··· Given entries ···

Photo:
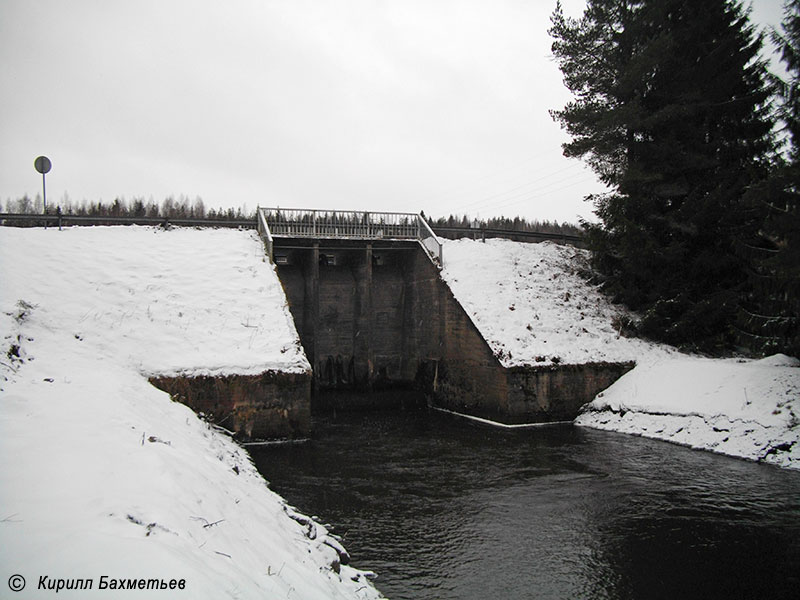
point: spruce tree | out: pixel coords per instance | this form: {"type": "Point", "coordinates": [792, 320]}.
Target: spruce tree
{"type": "Point", "coordinates": [770, 318]}
{"type": "Point", "coordinates": [671, 111]}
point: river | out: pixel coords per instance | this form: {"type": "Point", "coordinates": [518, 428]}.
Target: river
{"type": "Point", "coordinates": [441, 508]}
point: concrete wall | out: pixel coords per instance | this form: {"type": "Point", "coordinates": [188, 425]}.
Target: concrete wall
{"type": "Point", "coordinates": [266, 406]}
{"type": "Point", "coordinates": [379, 316]}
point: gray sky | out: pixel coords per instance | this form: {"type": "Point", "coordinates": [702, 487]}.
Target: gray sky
{"type": "Point", "coordinates": [402, 105]}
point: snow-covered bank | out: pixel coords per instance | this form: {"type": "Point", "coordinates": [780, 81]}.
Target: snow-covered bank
{"type": "Point", "coordinates": [533, 308]}
{"type": "Point", "coordinates": [103, 476]}
{"type": "Point", "coordinates": [748, 409]}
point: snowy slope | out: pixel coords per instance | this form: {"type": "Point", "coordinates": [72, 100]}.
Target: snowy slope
{"type": "Point", "coordinates": [102, 474]}
{"type": "Point", "coordinates": [749, 409]}
{"type": "Point", "coordinates": [185, 300]}
{"type": "Point", "coordinates": [533, 308]}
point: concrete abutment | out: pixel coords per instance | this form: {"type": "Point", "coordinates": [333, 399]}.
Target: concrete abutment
{"type": "Point", "coordinates": [376, 316]}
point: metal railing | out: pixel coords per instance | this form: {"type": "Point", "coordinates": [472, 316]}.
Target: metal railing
{"type": "Point", "coordinates": [347, 224]}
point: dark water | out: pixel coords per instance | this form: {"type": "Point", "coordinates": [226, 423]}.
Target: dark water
{"type": "Point", "coordinates": [441, 508]}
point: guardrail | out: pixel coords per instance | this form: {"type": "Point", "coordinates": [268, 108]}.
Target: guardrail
{"type": "Point", "coordinates": [520, 236]}
{"type": "Point", "coordinates": [347, 224]}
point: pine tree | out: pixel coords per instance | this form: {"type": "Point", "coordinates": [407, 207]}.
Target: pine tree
{"type": "Point", "coordinates": [770, 319]}
{"type": "Point", "coordinates": [671, 111]}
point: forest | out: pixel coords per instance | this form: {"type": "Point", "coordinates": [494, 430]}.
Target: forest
{"type": "Point", "coordinates": [676, 110]}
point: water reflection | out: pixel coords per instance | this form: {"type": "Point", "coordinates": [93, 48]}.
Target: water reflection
{"type": "Point", "coordinates": [441, 508]}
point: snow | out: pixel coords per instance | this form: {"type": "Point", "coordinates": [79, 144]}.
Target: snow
{"type": "Point", "coordinates": [102, 474]}
{"type": "Point", "coordinates": [749, 409]}
{"type": "Point", "coordinates": [533, 308]}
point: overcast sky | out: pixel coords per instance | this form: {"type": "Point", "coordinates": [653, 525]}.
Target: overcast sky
{"type": "Point", "coordinates": [401, 105]}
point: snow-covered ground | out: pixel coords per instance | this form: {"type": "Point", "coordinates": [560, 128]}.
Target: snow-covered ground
{"type": "Point", "coordinates": [103, 476]}
{"type": "Point", "coordinates": [533, 308]}
{"type": "Point", "coordinates": [749, 409]}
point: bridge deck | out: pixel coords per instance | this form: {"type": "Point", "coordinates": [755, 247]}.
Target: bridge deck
{"type": "Point", "coordinates": [347, 224]}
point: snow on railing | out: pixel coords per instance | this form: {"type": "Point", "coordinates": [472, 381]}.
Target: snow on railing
{"type": "Point", "coordinates": [348, 224]}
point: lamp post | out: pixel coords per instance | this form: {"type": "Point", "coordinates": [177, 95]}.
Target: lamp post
{"type": "Point", "coordinates": [43, 165]}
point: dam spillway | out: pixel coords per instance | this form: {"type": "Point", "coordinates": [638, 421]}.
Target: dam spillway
{"type": "Point", "coordinates": [374, 314]}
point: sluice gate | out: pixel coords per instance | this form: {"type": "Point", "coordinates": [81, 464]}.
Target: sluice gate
{"type": "Point", "coordinates": [374, 315]}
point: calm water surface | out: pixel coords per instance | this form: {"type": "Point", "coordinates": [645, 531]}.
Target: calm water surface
{"type": "Point", "coordinates": [441, 508]}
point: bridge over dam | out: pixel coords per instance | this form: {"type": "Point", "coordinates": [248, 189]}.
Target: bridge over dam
{"type": "Point", "coordinates": [374, 315]}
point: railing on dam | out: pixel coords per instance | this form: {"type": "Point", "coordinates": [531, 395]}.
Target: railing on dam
{"type": "Point", "coordinates": [347, 224]}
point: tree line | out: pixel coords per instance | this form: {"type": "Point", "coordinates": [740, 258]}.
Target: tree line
{"type": "Point", "coordinates": [506, 223]}
{"type": "Point", "coordinates": [181, 207]}
{"type": "Point", "coordinates": [675, 109]}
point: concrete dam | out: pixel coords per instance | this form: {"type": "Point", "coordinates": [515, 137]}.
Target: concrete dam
{"type": "Point", "coordinates": [374, 315]}
{"type": "Point", "coordinates": [380, 327]}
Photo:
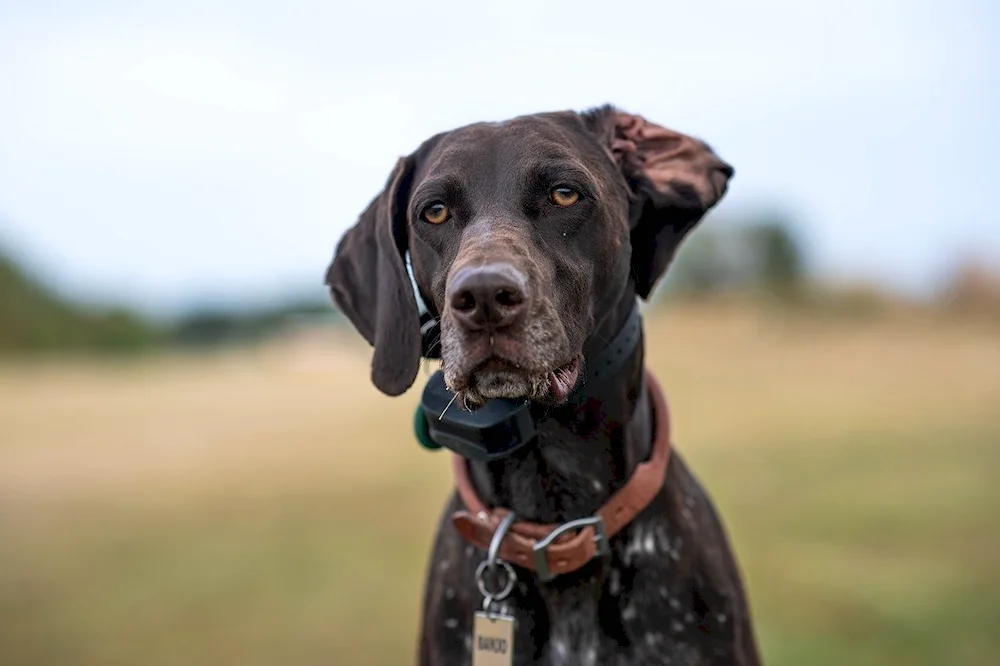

···

**Your task**
Begin at the line above that has "Target: guardrail" and stop after the line that has "point: snow on", copying each line exactly and adding nothing else.

**Expected answer**
Target: guardrail
{"type": "Point", "coordinates": [520, 236]}
{"type": "Point", "coordinates": [347, 224]}
point: pine tree | out: pixel coords per instance | this form: {"type": "Point", "coordinates": [407, 207]}.
Target: pine tree
{"type": "Point", "coordinates": [770, 319]}
{"type": "Point", "coordinates": [671, 111]}
point: forest | out: pixel coords per instance | this form: {"type": "Point", "coordinates": [494, 430]}.
Target: forest
{"type": "Point", "coordinates": [676, 110]}
point: water reflection | out: pixel coords per instance | this form: {"type": "Point", "coordinates": [93, 48]}.
Target: water reflection
{"type": "Point", "coordinates": [441, 508]}
point: snow | out: pixel coords per instance | this form: {"type": "Point", "coordinates": [79, 144]}.
Target: snow
{"type": "Point", "coordinates": [102, 474]}
{"type": "Point", "coordinates": [749, 409]}
{"type": "Point", "coordinates": [533, 308]}
point: overcast sky | out: pixel coords per instance | this form: {"type": "Point", "coordinates": [653, 525]}.
Target: overcast sky
{"type": "Point", "coordinates": [401, 105]}
point: snow-covered ground | out: pixel coords per instance | this form: {"type": "Point", "coordinates": [560, 128]}.
Target: snow-covered ground
{"type": "Point", "coordinates": [103, 476]}
{"type": "Point", "coordinates": [533, 308]}
{"type": "Point", "coordinates": [749, 409]}
point: bridge deck | out: pixel coords per instance | this form: {"type": "Point", "coordinates": [755, 247]}.
Target: bridge deck
{"type": "Point", "coordinates": [347, 224]}
point: snow on railing | out: pixel coords per instance | this form: {"type": "Point", "coordinates": [472, 381]}.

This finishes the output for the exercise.